## Work task
Of the lines below, write out exactly those from the line with "x=1065, y=475" through the line with "x=174, y=273", both included, and skip the rest.

## Source data
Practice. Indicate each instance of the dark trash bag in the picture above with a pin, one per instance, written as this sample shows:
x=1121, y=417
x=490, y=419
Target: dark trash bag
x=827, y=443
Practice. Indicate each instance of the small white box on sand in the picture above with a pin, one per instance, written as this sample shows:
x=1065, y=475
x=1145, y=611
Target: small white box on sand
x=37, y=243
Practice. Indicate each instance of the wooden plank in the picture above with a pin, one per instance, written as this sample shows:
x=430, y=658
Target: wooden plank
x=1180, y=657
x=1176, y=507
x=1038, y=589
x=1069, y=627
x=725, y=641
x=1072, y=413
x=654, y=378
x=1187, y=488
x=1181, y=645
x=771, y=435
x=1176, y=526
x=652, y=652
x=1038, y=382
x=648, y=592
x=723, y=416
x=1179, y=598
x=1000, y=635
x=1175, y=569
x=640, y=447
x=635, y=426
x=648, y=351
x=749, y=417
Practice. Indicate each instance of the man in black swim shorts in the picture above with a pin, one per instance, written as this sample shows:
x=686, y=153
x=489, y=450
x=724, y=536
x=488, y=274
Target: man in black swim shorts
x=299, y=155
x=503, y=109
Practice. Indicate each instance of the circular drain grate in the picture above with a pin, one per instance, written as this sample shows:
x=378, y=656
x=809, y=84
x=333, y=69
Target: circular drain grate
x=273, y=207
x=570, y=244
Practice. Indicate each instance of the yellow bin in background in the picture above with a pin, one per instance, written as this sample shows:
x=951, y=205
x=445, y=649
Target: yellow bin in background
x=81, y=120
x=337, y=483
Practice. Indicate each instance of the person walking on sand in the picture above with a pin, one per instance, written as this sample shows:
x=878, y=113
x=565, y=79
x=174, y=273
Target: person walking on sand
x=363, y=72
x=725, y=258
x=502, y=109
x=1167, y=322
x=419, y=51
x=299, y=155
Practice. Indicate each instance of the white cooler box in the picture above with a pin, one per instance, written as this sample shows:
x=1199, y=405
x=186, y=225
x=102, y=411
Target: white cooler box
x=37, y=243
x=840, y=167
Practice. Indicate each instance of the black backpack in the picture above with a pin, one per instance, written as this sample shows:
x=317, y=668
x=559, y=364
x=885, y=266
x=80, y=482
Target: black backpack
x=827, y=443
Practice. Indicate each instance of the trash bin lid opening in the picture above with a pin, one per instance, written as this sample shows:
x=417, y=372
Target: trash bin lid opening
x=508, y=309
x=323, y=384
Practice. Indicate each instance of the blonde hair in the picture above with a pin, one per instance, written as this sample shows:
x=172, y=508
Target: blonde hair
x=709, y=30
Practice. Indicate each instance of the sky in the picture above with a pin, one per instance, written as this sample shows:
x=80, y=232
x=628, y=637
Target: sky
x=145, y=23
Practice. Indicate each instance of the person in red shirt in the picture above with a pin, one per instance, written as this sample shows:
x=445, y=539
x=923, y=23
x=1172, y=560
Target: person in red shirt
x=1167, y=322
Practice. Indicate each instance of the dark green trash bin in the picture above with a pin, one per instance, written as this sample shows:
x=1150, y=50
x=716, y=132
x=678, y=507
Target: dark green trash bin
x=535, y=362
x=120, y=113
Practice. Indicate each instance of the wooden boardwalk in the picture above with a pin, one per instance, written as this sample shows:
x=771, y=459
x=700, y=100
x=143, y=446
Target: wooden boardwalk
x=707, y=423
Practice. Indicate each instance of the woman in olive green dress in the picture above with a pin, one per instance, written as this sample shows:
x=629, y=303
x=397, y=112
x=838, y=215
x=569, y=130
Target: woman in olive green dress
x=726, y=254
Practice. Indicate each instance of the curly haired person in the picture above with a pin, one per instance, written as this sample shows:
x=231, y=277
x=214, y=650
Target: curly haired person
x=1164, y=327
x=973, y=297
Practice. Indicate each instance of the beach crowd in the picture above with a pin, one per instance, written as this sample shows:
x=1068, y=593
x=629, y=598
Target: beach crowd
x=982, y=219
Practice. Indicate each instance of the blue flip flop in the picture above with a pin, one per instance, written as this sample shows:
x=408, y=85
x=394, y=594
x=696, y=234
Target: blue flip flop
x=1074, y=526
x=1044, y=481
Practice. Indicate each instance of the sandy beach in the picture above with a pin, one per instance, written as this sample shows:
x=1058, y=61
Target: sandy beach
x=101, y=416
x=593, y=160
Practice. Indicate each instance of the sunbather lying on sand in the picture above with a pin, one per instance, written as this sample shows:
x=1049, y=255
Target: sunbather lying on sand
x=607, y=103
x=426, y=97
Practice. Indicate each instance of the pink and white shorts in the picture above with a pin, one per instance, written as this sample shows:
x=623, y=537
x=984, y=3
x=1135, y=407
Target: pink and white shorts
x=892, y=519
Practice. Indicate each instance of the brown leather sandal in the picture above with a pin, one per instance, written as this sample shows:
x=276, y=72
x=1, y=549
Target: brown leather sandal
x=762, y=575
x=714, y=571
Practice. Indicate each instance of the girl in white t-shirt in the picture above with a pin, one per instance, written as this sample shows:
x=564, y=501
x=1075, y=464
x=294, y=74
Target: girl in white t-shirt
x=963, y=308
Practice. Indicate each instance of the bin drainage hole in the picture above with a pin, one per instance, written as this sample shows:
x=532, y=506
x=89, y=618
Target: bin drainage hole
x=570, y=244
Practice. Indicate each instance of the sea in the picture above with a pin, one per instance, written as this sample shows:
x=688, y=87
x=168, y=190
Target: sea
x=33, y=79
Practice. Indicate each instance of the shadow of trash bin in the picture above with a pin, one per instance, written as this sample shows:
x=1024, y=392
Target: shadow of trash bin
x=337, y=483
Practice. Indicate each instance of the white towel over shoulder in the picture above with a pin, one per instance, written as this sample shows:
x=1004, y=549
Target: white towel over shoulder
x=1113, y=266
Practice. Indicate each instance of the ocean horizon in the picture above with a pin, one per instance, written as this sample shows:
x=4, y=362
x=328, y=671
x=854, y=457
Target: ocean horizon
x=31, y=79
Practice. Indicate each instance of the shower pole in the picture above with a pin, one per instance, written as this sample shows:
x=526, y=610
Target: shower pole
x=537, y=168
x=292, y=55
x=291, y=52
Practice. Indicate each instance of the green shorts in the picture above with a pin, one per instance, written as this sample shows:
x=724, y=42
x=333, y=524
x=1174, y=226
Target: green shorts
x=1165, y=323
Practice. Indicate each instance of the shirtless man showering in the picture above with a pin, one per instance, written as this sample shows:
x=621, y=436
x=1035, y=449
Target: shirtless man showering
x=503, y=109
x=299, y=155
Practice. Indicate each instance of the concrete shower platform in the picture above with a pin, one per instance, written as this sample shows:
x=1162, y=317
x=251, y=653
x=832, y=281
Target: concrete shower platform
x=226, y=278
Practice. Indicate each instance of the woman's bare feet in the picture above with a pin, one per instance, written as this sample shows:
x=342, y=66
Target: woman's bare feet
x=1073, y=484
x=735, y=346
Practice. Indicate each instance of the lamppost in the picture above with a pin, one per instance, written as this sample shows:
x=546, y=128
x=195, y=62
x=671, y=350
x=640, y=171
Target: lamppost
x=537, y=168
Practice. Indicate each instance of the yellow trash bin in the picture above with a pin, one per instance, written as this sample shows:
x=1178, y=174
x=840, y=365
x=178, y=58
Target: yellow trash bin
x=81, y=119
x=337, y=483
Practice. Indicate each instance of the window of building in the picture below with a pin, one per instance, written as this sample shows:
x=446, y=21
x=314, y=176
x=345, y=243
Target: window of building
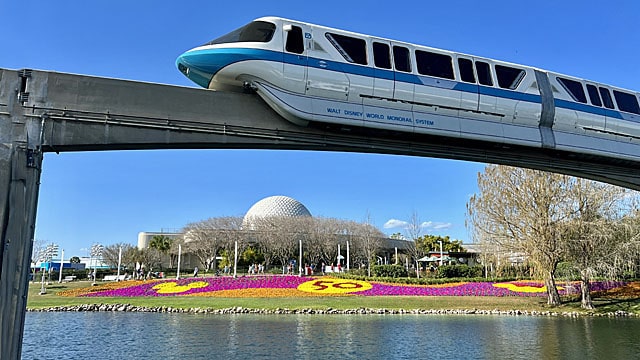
x=401, y=58
x=354, y=50
x=466, y=70
x=593, y=95
x=574, y=88
x=606, y=98
x=434, y=64
x=508, y=77
x=295, y=44
x=381, y=56
x=484, y=73
x=626, y=102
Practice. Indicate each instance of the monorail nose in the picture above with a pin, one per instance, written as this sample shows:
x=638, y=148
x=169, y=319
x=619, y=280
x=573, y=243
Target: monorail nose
x=188, y=65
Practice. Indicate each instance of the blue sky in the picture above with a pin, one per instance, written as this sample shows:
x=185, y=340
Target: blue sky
x=109, y=197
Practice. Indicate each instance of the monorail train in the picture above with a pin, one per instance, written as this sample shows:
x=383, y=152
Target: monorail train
x=313, y=73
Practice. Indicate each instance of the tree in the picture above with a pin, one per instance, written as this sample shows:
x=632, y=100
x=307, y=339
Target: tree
x=413, y=230
x=430, y=243
x=111, y=253
x=161, y=244
x=368, y=240
x=522, y=211
x=591, y=243
x=206, y=238
x=37, y=253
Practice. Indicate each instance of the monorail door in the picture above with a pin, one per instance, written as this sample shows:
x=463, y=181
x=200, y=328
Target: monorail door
x=296, y=40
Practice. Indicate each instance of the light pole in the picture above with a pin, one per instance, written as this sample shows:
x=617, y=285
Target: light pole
x=119, y=262
x=179, y=258
x=96, y=251
x=61, y=266
x=49, y=253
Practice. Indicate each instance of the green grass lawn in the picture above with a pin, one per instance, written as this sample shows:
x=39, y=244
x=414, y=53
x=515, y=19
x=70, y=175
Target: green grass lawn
x=51, y=299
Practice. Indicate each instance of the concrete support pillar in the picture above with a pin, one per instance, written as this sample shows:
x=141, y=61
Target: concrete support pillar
x=20, y=168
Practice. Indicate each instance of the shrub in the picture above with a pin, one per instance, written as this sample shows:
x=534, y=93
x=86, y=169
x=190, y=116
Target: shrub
x=458, y=271
x=391, y=271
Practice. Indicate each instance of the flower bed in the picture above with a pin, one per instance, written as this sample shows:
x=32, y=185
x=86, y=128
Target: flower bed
x=294, y=286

## Answer box
x=1065, y=475
x=1145, y=611
Target: small white box on sand
x=37, y=243
Practice. Indicate each instance of the wooden plank in the picture above with a pin, one per instance, written as this sample shows:
x=430, y=658
Target: wooden plank
x=1180, y=657
x=1176, y=507
x=1038, y=589
x=1069, y=627
x=725, y=641
x=1072, y=413
x=654, y=378
x=1187, y=488
x=1181, y=645
x=771, y=435
x=1176, y=526
x=652, y=652
x=1038, y=382
x=648, y=592
x=723, y=416
x=1179, y=598
x=1000, y=635
x=1175, y=569
x=640, y=447
x=635, y=426
x=648, y=351
x=749, y=417
Practice. Indicate each instance of the man in black swim shorts in the picture above with a pin, one per instance, written as this sample shows:
x=686, y=153
x=489, y=450
x=724, y=536
x=488, y=274
Target: man in black swim shorts
x=299, y=155
x=503, y=109
Practice. Indicate each instance of the circular drain grate in the picture above with a pin, one per instance, written as this sample shows:
x=378, y=656
x=809, y=84
x=333, y=69
Target: circular drain grate
x=273, y=207
x=570, y=244
Practice. Indicate each instance of the yellow bin in background in the picture above with a pin, one per instance, written as this sample shows:
x=951, y=205
x=445, y=649
Target: yellow bin in background
x=81, y=120
x=337, y=483
Practice. Indicate each instance of the person walking on sand in the picture above with a pin, one per instance, written as this sample shows:
x=878, y=113
x=565, y=79
x=174, y=273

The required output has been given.